Exercise requirements
1. Answer these questions about the CRF comparison excerpt:
(a) Which library is the CRF model imported from?
(b) What learning rate is given to the Adam optimizer?
(c) How many training epochs are set?
2. Write out, word for word, the part of the CRF comparison excerpt that opens with the words containing "self.crf = CRF(num_tags)" and closes with "self.crf(emissions, tags, mask=mask)".

In this section, we'll compare the LSTM's performance with CRF model which is imported from `TorchCRF` library. Both models use the same dataset. Their accuracy and recall will be compared



In [19]:
pip install -U pytorch-crf

Note: you may need to restart the kernel to use updated packages.



[notice] A new release of pip is available: 24.0 -> 24.2
[notice] To update, run: python.exe -m pip install --upgrade pip


In [20]:
import torch
import torch.nn as nn
import torch.optim as optim
from TorchCRF import CRF

class CRFModel(nn.Module):
    def __init__(self, input_size, num_tags):
        super(CRFModel, self).__init__()
        self.hidden2tag = nn.Linear(input_size, num_tags)
        self.crf = CRF(num_tags)

    def forward(self, x, mask=None):
        emissions = self.hidden2tag(x)
        return emissions, mask 

    def compute_loss(self, emissions, tags, mask):
        log_likelihood = self.crf(emissions, tags, mask=mask)
        return -log_likelihood 

    def predict(self, emissions, mask=None):
        return self.crf.decode(emissions, mask=mask)
    
    def predict(self, emissions, mask=None):
        return self.crf.viterbi_decode(emissions, mask=mask)


In [29]:

crf_model = CRFModel(input_size, num_classes)
optimizer = optim.Adam(crf_model.parameters(), lr=0.0002)
num_epochs = 10
tol = 1e-5

def create_mask(y_train, pad_token):
    mask = (y_train != pad_token).float()
    return mask.bool()

for epoch in range(num_epochs):
    total_loss = 0
    for i, (x_seq, y_true) in enumerate(zip(X_train, y_train)):
        x_tensor = torch.tensor(x_seq, dtype=torch.float32).unsqueeze(0).transpose(0, 1)

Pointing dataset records
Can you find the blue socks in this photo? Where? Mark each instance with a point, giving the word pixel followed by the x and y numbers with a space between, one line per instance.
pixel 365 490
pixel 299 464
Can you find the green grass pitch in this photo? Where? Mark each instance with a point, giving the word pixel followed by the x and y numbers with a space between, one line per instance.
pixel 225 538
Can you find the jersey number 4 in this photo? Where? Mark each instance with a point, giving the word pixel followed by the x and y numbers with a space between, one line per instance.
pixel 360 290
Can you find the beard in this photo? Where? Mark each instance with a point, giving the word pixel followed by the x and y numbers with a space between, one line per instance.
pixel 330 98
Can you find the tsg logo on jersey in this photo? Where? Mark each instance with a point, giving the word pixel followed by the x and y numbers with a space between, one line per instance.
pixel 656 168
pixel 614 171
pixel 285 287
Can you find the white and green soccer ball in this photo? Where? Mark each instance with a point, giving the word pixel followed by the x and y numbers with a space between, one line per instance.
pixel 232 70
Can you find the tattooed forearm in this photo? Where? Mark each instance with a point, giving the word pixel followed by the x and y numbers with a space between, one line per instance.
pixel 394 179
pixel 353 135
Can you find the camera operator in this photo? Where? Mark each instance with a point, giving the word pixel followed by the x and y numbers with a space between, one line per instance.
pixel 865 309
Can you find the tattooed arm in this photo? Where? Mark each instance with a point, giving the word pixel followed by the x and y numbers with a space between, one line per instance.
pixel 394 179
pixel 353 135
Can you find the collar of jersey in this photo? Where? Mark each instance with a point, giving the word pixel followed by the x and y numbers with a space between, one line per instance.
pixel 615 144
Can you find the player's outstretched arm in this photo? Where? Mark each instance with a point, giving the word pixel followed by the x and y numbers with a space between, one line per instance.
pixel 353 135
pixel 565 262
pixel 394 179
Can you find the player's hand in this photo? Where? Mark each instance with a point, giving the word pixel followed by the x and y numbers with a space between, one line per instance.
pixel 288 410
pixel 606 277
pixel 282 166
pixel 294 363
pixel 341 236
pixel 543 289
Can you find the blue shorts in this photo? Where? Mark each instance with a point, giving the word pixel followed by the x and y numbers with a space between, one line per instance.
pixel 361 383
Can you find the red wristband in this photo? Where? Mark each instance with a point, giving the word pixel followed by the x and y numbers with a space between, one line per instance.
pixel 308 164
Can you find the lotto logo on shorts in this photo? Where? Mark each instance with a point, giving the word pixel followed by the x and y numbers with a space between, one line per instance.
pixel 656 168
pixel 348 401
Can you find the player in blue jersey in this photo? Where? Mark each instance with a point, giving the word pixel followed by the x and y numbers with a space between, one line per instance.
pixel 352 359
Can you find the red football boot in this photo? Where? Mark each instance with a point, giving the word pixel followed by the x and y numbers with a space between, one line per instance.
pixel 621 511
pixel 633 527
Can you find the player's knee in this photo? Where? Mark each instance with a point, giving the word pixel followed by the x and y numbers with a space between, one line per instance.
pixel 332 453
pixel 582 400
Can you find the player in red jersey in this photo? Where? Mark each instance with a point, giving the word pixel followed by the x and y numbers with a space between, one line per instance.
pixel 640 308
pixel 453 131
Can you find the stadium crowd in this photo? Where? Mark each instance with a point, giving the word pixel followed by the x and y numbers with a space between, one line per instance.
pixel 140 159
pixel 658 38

Solutions below
1.
(a) TorchCRF
(b) 0.0002
(c) 10

2.
self.crf = CRF(num_tags)

    def forward(self, x, mask=None):
        emissions = self.hidden2tag(x)
        return emissions, mask 

    def compute_loss(self, emissions, tags, mask):
        log_likelihood = self.crf(emissions, tags, mask=mask)